═══ Listed records ═══

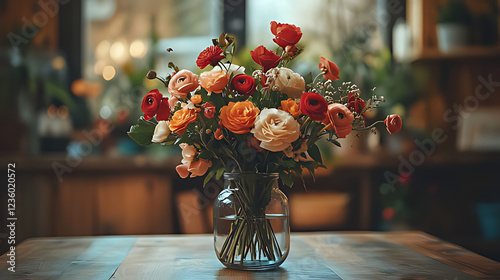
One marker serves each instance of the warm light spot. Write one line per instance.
(105, 112)
(99, 66)
(117, 51)
(108, 72)
(52, 111)
(388, 213)
(58, 63)
(79, 87)
(102, 49)
(63, 112)
(138, 49)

═══

Requirement: Render the lines above as a Markdown table with the columns Row and Line, numbering each row and skipping blank lines. Leave the pictures out of the table.

Finished task:
| Row | Line |
|---|---|
| 1 | One marker serves each instance of the warm light spot. Write one line per instance. |
| 2 | (105, 112) |
| 3 | (99, 66) |
| 4 | (117, 51) |
| 5 | (108, 72) |
| 6 | (52, 111) |
| 7 | (388, 213) |
| 8 | (58, 63) |
| 9 | (79, 87) |
| 10 | (102, 49) |
| 11 | (63, 112) |
| 12 | (138, 49) |